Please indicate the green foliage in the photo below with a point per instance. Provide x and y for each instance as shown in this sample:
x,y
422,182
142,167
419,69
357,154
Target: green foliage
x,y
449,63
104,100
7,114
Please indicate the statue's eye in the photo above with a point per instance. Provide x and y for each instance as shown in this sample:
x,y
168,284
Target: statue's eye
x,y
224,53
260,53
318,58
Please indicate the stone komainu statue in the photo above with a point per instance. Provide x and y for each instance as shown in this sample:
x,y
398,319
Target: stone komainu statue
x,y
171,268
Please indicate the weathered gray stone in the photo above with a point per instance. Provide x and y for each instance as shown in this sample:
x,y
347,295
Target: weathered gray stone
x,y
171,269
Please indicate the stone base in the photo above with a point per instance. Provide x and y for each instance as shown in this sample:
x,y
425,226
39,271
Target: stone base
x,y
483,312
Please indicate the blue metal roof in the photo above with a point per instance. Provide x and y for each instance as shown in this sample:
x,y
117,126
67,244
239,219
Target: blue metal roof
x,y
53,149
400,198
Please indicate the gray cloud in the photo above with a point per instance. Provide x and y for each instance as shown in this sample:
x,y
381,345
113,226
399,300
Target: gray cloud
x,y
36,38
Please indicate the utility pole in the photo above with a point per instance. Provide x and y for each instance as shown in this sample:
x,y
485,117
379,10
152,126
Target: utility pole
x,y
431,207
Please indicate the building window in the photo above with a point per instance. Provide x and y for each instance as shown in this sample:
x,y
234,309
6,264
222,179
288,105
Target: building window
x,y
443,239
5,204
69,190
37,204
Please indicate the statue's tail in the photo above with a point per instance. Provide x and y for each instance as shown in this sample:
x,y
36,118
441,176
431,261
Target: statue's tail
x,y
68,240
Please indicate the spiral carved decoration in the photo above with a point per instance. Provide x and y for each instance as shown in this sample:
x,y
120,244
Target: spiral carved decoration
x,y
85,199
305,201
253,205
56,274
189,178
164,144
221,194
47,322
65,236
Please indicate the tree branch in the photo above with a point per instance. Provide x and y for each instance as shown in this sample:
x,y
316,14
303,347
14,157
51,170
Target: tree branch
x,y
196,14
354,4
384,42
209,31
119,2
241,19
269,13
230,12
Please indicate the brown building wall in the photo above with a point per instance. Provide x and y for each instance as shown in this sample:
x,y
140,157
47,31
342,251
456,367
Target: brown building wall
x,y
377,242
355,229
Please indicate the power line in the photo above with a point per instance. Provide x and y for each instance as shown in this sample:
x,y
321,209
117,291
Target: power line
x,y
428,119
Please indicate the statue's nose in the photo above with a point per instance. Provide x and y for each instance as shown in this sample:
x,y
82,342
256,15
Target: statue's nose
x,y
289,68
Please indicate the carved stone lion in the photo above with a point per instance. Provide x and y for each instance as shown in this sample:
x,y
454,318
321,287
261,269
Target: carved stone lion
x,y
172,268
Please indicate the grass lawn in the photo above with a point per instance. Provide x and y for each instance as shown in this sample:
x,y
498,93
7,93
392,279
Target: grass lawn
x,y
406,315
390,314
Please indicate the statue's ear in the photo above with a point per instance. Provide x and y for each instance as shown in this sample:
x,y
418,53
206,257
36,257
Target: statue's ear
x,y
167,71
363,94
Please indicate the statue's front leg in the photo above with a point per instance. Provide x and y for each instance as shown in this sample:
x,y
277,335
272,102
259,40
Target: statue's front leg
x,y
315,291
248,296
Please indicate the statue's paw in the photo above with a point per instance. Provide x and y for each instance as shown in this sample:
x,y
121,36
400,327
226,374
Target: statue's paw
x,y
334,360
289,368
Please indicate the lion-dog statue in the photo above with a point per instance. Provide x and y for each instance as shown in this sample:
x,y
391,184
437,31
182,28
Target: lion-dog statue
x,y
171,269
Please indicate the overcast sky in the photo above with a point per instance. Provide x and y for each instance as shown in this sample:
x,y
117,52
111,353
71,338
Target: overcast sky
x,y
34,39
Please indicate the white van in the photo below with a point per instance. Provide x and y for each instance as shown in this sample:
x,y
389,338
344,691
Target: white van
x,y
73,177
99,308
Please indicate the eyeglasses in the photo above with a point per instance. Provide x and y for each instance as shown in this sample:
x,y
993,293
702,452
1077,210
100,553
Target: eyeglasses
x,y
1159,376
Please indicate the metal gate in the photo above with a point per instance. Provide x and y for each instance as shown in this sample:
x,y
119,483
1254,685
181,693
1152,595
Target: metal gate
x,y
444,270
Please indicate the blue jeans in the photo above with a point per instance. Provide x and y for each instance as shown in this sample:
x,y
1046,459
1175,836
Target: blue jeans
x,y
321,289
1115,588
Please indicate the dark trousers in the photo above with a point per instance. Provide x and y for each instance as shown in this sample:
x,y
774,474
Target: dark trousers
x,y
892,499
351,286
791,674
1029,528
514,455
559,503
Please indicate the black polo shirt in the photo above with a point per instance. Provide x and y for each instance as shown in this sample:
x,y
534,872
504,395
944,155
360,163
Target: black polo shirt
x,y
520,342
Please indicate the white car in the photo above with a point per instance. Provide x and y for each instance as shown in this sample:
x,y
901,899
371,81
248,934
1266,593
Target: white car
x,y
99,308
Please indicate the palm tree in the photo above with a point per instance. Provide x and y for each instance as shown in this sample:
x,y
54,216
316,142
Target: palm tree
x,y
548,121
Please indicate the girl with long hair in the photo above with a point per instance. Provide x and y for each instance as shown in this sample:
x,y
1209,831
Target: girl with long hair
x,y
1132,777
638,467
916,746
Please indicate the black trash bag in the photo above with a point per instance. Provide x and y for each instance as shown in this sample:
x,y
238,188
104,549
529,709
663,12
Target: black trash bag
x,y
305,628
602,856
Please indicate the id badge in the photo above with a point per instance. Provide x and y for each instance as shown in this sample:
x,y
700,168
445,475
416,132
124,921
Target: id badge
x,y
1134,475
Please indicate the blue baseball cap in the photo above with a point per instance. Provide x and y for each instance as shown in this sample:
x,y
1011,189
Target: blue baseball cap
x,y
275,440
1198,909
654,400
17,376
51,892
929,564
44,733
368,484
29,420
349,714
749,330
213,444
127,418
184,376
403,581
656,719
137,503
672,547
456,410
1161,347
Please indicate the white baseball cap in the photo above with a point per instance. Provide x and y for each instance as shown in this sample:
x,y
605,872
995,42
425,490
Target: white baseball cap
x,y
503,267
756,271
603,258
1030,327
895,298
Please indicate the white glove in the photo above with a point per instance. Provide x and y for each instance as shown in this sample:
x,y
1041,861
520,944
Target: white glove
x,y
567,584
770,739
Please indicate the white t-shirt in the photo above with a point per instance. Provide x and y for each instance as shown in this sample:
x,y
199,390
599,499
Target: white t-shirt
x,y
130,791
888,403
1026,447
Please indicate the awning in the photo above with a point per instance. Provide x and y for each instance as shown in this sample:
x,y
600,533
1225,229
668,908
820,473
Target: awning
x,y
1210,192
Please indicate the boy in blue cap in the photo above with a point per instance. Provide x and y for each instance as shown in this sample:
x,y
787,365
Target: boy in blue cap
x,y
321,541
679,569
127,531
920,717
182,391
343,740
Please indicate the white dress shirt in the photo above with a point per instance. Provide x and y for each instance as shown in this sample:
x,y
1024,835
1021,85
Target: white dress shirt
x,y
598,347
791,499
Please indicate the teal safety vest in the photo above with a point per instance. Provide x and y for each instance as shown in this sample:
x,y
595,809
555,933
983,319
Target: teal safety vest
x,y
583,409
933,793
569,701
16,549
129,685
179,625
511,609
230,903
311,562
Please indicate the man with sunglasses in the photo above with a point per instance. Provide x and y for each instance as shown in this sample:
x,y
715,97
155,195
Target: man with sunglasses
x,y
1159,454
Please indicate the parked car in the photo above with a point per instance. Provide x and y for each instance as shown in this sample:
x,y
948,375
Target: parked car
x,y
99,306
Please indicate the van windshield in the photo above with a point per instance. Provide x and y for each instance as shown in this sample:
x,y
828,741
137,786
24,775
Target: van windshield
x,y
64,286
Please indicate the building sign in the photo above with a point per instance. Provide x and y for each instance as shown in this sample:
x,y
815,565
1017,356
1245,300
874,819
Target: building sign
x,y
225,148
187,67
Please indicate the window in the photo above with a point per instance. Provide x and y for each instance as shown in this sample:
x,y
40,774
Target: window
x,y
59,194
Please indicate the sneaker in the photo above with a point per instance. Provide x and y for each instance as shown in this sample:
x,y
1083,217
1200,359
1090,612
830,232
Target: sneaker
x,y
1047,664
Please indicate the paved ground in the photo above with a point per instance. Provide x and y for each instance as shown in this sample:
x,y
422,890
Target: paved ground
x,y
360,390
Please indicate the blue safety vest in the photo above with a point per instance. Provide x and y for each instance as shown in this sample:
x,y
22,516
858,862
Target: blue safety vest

▶ _Prompt_: If a line in the listing holds the word "below", copy it out.

▶ _Output of the task_:
Please indicate the green foliage in the photo below with a point per instance. Provide x and y for each instance as shown in this sample:
Please indicate the white van in the photo below with a point per instance. Provide x and y for each instance as shown in this sample:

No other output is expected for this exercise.